Tara Kiran is a family physician at the St. Michael’s Hospital Academic Family Health Team and the Fidani Chair of Improvement and Innovation at the University of Toronto.
Irfan Dhalla is a general internist and Vice-President of  Physician Quality, and Director of the Care Experience Institute at Unity Health Toronto.


Picture of Tara Kiran

 

The two of us – married with 3 children, one a family physician and the other a general internist – left for a family vacation to Panama on March 7th. It is not an exaggeration to say that health care in Canada changed more during the 2 weeks we were away than it did during the 2 decades since we were medical students.

Picture of Irfan Dhalla

The COVID-19 pandemic will go on for many months, and we hope to share our thoughts here each week. In this initial blog, we will share our thoughts about travel, based largely on our recent experience in Panama, Miami and Toronto.

In Panama, the government decided to shut down all international travel just 10 days after its first COVID-19 case. When we heard the news, we hustled to get an earlier flight home. On our drive back into Panama City, health care workers checked our temperatures through the windows of our rental car at a highway checkpoint. (Our temperatures had also been checked several days earlier at the airport, before boarding a domestic flight.) Our best guess is that if any of us had been febrile, we would have not been allowed back into Panama’s capital. Only afebrile passengers with a confirmed flight were allowed into the international airport, and every restaurant in the airport but one was closed.
────────────────────
*PROMPT 1*. Write out the part of the COVID-19 travel blog post that runs from "Picture of Tara" to "were medical students.".
*PROMPT 2*.
Answer these questions from the COVID-19 travel blog post:
(a) At which family health team does Tara Kiran work as a family physician?
(b) On what date did the family leave for Panama?
(c) How many days after its first COVID-19 case did Panama's government decide to shut down all international travel?
*PROMPT 3*. Continue the COVID-19 travel blog post from the point where it stops.
────────────────────
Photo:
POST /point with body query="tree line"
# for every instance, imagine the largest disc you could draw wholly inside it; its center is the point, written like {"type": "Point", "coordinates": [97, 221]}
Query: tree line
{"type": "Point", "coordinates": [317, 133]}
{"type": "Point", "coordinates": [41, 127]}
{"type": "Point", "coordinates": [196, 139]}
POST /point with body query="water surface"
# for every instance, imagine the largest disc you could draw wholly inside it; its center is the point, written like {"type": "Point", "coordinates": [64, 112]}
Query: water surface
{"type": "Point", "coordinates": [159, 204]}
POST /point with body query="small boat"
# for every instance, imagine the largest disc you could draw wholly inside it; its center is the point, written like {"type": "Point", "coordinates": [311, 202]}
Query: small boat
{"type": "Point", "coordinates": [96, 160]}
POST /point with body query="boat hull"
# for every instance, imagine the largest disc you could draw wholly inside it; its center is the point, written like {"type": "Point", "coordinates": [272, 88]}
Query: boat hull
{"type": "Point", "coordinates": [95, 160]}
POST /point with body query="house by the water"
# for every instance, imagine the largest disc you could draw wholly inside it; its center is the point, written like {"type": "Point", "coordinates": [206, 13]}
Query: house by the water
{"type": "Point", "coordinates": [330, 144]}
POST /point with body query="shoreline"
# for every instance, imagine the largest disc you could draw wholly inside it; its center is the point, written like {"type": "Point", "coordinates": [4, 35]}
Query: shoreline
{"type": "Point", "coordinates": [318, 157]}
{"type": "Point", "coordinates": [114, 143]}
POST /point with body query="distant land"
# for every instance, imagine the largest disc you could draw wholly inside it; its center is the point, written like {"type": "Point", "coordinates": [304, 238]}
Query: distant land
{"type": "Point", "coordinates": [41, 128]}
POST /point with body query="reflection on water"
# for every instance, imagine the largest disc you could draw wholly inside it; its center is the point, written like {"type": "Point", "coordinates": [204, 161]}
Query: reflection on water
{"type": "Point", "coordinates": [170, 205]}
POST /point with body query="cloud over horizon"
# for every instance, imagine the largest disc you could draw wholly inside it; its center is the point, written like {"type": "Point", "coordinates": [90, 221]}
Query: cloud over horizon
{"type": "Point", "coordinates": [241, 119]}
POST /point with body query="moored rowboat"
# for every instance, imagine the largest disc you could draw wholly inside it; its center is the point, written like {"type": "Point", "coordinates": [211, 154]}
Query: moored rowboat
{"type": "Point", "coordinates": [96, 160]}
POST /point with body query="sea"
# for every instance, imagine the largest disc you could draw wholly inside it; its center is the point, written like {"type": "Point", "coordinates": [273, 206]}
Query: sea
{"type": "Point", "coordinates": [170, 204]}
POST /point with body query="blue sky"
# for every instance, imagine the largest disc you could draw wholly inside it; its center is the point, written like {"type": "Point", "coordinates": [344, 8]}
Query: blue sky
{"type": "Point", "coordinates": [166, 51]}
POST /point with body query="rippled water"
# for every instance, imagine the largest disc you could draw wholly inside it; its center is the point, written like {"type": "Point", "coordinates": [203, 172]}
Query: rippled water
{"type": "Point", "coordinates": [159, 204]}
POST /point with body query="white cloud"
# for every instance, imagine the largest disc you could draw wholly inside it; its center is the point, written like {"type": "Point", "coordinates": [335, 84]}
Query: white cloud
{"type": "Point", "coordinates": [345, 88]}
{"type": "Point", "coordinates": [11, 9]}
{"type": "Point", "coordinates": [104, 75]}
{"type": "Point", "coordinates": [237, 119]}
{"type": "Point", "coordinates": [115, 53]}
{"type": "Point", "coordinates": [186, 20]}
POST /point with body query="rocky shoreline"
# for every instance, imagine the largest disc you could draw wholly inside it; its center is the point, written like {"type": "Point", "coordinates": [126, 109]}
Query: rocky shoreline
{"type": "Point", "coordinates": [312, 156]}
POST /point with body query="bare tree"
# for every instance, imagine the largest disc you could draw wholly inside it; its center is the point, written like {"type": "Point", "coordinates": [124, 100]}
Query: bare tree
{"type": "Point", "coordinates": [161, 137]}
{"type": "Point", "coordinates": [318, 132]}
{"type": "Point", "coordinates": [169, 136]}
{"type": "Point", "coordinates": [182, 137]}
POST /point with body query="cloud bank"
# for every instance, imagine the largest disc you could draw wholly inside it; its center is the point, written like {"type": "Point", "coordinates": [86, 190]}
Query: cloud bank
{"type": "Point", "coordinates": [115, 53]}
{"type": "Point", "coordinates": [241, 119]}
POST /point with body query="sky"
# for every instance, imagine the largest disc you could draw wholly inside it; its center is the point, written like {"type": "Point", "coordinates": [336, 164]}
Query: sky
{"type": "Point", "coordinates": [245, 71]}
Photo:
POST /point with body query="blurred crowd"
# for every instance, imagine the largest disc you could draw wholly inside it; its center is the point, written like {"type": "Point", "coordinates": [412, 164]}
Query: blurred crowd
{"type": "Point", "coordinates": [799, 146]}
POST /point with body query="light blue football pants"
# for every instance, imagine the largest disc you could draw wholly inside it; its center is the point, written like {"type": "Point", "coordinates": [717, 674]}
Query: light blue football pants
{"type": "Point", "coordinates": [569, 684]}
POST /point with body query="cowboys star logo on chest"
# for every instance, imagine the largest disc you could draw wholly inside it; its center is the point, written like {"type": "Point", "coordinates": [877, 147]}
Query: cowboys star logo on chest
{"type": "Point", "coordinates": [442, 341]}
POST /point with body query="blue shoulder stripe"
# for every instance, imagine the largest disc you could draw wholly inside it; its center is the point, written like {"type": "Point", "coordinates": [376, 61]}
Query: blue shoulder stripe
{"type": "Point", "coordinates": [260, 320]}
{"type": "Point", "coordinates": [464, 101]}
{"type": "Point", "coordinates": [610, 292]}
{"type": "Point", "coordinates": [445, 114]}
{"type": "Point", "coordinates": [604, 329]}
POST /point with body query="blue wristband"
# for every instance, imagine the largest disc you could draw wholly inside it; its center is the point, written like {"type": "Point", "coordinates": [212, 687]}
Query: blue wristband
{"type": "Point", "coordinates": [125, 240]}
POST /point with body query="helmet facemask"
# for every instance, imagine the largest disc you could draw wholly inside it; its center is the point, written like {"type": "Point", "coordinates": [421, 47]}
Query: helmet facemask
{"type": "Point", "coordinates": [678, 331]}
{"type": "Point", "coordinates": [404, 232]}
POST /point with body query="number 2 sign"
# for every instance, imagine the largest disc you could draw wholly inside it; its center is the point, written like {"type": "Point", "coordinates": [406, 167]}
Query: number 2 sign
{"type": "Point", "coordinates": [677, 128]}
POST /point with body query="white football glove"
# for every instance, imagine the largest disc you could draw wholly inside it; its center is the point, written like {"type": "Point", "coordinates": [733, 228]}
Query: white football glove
────────────────────
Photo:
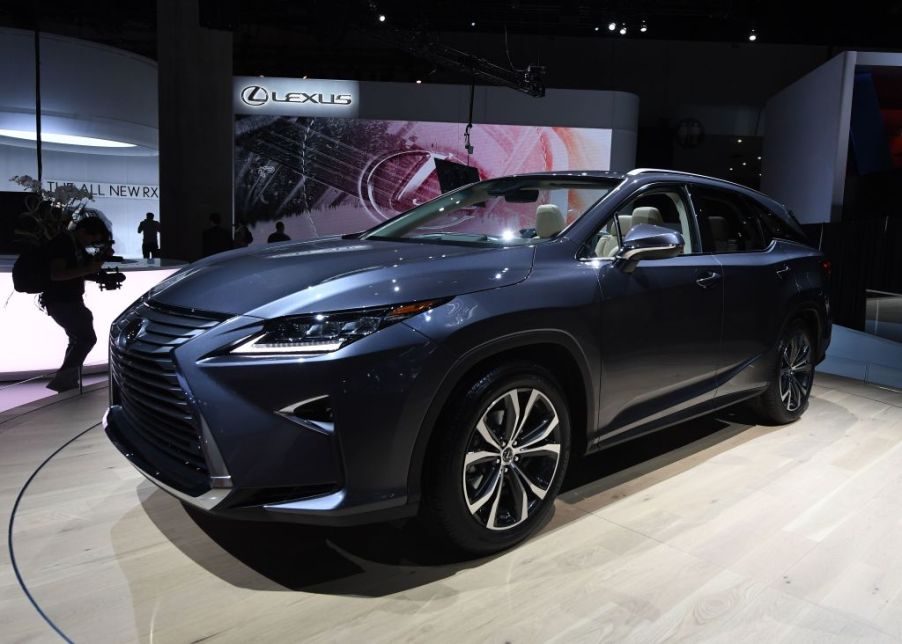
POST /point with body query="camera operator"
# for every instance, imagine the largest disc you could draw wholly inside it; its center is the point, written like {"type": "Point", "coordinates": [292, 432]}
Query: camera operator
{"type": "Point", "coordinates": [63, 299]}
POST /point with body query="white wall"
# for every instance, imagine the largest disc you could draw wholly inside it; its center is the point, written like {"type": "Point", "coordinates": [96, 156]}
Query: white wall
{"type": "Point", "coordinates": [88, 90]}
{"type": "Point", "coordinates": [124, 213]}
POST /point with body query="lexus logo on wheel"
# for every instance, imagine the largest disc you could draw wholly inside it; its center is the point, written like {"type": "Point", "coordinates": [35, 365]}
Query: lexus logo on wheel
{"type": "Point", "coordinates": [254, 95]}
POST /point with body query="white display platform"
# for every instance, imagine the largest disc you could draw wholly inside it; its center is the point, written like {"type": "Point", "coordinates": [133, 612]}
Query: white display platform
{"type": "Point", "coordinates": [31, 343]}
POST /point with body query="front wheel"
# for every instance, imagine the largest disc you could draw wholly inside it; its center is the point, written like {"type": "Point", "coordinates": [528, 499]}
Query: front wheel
────────────────────
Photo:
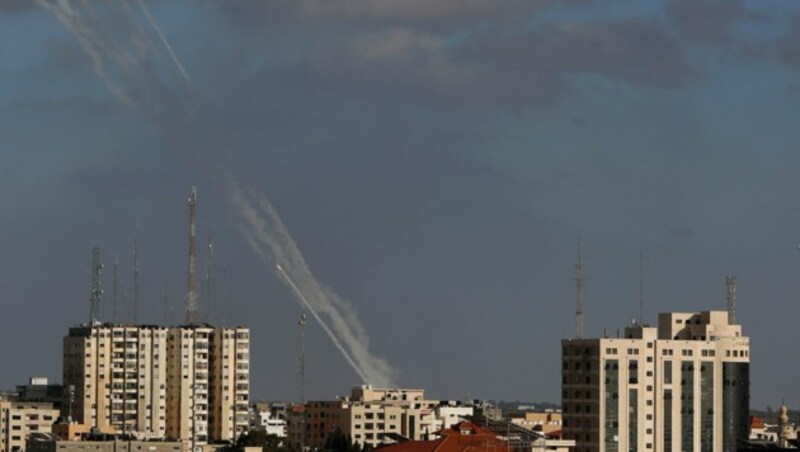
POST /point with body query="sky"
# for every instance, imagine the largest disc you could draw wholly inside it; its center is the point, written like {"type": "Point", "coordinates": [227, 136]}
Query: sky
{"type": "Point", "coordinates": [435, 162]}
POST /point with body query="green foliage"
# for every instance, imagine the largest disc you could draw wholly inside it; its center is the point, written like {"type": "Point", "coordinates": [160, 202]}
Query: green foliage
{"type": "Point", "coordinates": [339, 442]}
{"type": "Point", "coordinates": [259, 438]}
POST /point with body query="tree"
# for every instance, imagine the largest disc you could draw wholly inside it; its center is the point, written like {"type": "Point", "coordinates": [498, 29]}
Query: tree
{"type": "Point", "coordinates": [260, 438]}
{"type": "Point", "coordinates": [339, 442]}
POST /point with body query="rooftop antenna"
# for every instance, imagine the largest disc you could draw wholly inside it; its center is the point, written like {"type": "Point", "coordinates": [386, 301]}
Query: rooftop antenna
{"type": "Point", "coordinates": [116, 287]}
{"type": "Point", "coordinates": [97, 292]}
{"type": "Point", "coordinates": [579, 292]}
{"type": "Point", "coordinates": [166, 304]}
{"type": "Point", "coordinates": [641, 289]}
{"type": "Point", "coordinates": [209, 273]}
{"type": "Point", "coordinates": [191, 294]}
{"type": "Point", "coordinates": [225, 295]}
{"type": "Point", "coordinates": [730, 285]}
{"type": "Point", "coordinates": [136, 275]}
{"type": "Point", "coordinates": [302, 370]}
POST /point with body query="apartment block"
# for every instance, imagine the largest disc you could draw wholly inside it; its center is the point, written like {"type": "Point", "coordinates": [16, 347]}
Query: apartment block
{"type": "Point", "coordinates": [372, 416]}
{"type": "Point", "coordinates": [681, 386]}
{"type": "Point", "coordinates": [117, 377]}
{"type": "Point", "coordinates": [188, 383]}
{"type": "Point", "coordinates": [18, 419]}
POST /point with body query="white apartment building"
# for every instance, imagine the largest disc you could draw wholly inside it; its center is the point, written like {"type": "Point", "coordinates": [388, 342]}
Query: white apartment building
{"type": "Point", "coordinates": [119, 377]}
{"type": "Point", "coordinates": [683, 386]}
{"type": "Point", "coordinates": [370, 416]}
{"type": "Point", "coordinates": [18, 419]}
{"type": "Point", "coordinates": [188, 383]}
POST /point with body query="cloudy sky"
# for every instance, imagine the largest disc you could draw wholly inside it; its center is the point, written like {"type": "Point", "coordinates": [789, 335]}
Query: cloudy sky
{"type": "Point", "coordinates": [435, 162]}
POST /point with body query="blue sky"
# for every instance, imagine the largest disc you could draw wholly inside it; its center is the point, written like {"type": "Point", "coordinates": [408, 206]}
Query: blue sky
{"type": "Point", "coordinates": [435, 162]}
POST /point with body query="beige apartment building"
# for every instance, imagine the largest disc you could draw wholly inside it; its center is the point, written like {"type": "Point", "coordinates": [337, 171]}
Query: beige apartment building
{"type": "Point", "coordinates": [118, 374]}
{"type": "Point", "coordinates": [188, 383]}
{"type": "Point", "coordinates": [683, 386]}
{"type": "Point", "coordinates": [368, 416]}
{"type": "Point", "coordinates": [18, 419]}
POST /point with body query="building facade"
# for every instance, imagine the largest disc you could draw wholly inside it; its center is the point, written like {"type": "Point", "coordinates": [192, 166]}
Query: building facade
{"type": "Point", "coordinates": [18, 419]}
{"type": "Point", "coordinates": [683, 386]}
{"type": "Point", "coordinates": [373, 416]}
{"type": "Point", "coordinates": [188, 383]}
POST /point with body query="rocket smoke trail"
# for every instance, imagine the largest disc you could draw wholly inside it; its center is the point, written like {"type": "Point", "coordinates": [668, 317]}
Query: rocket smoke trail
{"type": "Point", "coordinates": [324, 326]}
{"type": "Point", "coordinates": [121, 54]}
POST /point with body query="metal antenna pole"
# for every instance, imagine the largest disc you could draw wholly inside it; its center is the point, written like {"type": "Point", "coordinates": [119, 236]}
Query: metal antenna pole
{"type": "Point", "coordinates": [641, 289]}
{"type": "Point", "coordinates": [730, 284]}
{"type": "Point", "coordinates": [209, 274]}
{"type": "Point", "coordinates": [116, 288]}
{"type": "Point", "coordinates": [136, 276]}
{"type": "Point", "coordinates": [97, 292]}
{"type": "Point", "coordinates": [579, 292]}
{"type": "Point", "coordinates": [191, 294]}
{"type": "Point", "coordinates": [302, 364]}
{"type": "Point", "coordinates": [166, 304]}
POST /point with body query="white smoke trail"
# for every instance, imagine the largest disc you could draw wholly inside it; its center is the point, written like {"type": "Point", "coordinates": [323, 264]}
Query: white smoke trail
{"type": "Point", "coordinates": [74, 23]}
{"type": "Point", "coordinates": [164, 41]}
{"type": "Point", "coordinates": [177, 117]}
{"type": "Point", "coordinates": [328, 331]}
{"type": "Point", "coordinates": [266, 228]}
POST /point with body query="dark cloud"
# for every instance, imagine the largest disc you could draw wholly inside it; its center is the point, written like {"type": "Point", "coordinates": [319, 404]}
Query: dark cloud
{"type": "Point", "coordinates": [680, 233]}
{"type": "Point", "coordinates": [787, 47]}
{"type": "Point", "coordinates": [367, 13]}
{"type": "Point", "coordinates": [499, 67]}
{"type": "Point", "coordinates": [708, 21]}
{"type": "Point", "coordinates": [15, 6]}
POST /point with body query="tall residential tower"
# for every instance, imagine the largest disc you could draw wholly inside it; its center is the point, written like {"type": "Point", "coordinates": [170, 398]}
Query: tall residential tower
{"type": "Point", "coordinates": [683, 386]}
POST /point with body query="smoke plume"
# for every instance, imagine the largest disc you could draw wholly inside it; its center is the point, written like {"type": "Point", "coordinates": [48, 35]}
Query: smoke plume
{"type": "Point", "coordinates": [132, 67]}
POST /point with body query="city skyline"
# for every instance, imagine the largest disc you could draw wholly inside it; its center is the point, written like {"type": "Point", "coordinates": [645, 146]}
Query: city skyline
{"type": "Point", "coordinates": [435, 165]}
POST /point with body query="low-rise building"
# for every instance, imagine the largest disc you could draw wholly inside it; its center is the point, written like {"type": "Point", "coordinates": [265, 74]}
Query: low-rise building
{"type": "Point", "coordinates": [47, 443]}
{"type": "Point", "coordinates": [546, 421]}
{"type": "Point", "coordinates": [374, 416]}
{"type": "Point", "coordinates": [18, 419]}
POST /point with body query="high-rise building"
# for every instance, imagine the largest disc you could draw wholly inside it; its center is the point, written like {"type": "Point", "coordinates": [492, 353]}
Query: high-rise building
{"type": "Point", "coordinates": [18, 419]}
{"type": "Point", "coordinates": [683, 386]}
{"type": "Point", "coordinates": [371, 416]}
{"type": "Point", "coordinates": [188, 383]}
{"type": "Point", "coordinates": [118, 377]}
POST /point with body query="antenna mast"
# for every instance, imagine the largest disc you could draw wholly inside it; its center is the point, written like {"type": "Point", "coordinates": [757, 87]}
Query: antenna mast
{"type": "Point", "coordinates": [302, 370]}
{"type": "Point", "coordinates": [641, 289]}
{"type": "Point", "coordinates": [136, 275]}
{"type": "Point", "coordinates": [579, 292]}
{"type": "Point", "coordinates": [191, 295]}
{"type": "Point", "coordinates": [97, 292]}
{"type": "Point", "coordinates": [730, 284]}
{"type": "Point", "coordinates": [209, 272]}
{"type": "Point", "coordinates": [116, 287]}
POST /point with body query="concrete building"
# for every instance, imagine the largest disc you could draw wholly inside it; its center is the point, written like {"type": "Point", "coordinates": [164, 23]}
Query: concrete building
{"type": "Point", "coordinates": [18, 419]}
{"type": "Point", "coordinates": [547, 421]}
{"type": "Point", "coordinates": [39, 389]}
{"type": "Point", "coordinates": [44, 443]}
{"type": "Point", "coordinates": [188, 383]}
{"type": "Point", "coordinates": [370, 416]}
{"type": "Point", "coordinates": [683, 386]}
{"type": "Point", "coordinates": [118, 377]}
────────────────────
*WRITTEN REPLY 1*.
Picture of Tara Kiran

 

The two of us – married with 3 children, one a family physician and the other a general internist – left for a family vacation to Panama on March 7th. It is not an exaggeration to say that health care in Canada changed more during the 2 weeks we were away than it did during the 2 decades since we were medical students.

*WRITTEN REPLY 2*.
(a) The St. Michael's Hospital Academic Family Health Team
(b) March 7th
(c) 10 days

*WRITTEN REPLY 3*.
The contrast with Miami, where we had a stop-over, was stark. The airport in Miami was crowded, virtually every restaurant was open, hand hygiene was abysmal, and signage was minimal and woefully out of date. A sticker on the cubicle of the customs and border patrol officer informed us to watch out for symptoms if we had recently been to China. This was several days after the World Health Organization had declared a pandemic, and long after it had become clear that COVID-19 was hitting the US hard. If any of the five of us ends up developing COVID-19 over the next two weeks, by far the most likely source of transmission will have been Miami International Airport.

Toronto was between these two extremes. There was plenty of signage and hand sanitizer in the airport, and border security agents gave us a handout on COVID-19 a few minutes after we landed. But, there was no social distancing at passport control or the baggage claims area. When we cleared customs, we were asked but not required to self-isolate. The Tim Horton’s was open, and it was still possible to get a double double.

In all three countries, our journey depended on airport staff, food handlers, taxi drivers and others. How much education did our Toronto taxi driver receive about protecting himself from COVID-19, and from whom? If he were to develop COVID-19, how many people will have been in contact with him during the time he is infectious? Has he been assured that if he can’t drive because he’s sick, he will receive some other source of income? Has he been asked or required to keep a log of passengers? We doubt it.

Limiting international and domestic travel, suddenly and totally, affects people in obviously important ways. Families cannot be reunited. Students cannot get back to school. People cannot get back to their jobs. We met several Europeans who will likely be stranded in Panama for at least a month, possibly longer. Other countries have taken similarly stringent approaches.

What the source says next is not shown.